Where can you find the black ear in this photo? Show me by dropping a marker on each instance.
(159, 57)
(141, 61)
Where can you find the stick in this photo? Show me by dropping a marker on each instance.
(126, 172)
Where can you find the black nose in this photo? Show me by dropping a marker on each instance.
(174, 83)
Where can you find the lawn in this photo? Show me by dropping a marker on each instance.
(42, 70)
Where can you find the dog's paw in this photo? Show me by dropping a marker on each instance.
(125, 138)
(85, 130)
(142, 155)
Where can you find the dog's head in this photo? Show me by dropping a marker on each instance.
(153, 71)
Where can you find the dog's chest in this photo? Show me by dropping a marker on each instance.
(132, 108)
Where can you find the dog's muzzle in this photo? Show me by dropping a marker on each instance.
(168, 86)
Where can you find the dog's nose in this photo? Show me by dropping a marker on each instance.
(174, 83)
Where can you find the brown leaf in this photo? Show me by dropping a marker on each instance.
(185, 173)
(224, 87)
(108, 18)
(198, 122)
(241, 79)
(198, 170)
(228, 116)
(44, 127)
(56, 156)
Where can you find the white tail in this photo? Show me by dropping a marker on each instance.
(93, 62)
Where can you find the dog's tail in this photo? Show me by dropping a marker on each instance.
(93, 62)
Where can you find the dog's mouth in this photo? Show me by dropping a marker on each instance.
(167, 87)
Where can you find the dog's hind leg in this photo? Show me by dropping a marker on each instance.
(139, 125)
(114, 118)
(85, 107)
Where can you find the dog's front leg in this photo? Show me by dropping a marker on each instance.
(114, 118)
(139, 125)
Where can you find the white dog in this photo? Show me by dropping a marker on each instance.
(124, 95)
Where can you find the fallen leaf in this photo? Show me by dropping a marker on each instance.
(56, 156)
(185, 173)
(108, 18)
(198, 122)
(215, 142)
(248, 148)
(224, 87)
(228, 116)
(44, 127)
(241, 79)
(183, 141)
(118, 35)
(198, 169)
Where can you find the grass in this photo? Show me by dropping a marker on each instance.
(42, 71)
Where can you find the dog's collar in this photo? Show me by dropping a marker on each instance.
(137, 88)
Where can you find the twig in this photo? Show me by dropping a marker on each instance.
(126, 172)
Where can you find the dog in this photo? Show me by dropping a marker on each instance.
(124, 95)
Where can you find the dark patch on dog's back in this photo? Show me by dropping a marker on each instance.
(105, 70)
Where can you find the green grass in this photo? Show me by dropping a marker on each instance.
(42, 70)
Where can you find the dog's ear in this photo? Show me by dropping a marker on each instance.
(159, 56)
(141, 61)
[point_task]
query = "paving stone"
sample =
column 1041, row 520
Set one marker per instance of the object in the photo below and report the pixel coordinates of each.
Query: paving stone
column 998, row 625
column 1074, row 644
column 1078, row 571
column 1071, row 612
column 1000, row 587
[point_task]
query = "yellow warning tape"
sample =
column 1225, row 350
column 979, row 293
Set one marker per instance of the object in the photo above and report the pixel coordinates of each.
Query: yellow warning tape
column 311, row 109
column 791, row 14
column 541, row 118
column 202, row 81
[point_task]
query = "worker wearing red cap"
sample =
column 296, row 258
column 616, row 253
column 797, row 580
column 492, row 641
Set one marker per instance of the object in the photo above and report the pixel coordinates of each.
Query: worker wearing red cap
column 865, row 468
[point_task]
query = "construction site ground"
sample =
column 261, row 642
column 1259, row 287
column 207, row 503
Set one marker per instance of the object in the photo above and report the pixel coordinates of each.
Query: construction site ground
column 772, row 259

_ _ _ _ _ _ _

Reproduce the data shown above with every line intact.

• [Reply to the task]:
Where can you find the black ear in this photo? Show me by dropping a marker on each instance.
(159, 57)
(141, 61)
Where can you find the stick in this photo? Show me by dropping a marker on each instance.
(126, 172)
Where can you find the black nose in this photo? Show me by dropping a marker on each instance.
(174, 83)
Where can you find the lawn in this photo? Show me by dropping a marker on each instance.
(42, 70)
Where can you find the dog's paw in this photo? Show me by dropping a marker on each instance.
(125, 138)
(85, 130)
(142, 155)
Where can you find the dog's head in this photo? Show me by dropping a marker on each instance.
(153, 71)
Where can you find the dog's chest in this photo? Show me by dropping a marker on each instance.
(132, 108)
Where can you find the dog's muzzle in this photo? Show me by dropping a marker on each instance.
(168, 86)
Where can you find the dog's nose in this photo? Show me by dropping a marker on each instance.
(174, 83)
Where can you find the brown leaf in this photo? Show me by dropping a marker on each instance.
(185, 173)
(224, 87)
(108, 18)
(198, 122)
(241, 79)
(198, 170)
(228, 116)
(44, 127)
(56, 156)
Where can you find the white tail in this photo? Show me by dropping a marker on each instance.
(93, 62)
Where can you find the dog's tail in this photo? Show me by dropping a marker on each instance.
(93, 62)
Where can you find the dog's mouth in this photo? Show me by dropping a marker on each instance.
(167, 87)
Where can you find the dog's hind leg in this photo? Show me by dropping a marker on each instance.
(139, 125)
(114, 118)
(85, 107)
Where can you find the dog's front leg in this photo? Show me by dropping a marker on each instance.
(114, 118)
(139, 125)
Where can you find the white dog in this photo? Show me by dropping a marker on each instance.
(124, 95)
Where can you find the fallen leaf in this photo? Show me by dropping a marker on each instance.
(56, 156)
(185, 173)
(108, 18)
(198, 122)
(215, 142)
(248, 148)
(224, 87)
(228, 116)
(44, 127)
(241, 79)
(183, 141)
(118, 35)
(198, 169)
Where can you find the grass in this photo? Show me by dropping a marker on each instance.
(42, 71)
Where can you find the dog's collar in this photo? Show me by dropping a marker on each instance.
(137, 88)
Where can you find the twig in this photo? Show me by dropping a marker on each instance.
(126, 172)
Where can you find the dog in this photo? Show me by dropping a marker on each instance.
(124, 95)
Where can you find the dark patch on dog's back in this photo? Show me by dropping a marker on each instance.
(105, 70)
Where can you find the green grass in this photo? Show me by dropping a marker on each instance.
(42, 70)
Where can you find the dog's ear in this photo? Show me by dropping a marker on each instance.
(159, 56)
(141, 61)
[point_task]
query = "paving stone"
sample =
column 1041, row 520
Set one marker per instance of the object in the photo below and report the pixel coordinates of each.
Query: paving stone
column 998, row 625
column 1074, row 644
column 1078, row 571
column 1071, row 612
column 1000, row 587
[point_task]
query = "yellow warning tape"
sample =
column 1225, row 350
column 979, row 293
Set one marker per instance of the object in the photo above and report the pixel coordinates of each.
Query: yellow warning tape
column 311, row 109
column 791, row 14
column 541, row 118
column 202, row 81
[point_task]
query = "worker wearing red cap"
sample =
column 296, row 258
column 616, row 253
column 797, row 580
column 492, row 641
Set one marker per instance of the object in the photo above and report the pixel coordinates of each.
Query: worker wearing red cap
column 865, row 468
[point_task]
query = "construction site ground"
sample =
column 261, row 642
column 1259, row 287
column 207, row 503
Set one marker per instance of the object in the photo above and report the pixel coordinates of each.
Query: construction site ground
column 772, row 259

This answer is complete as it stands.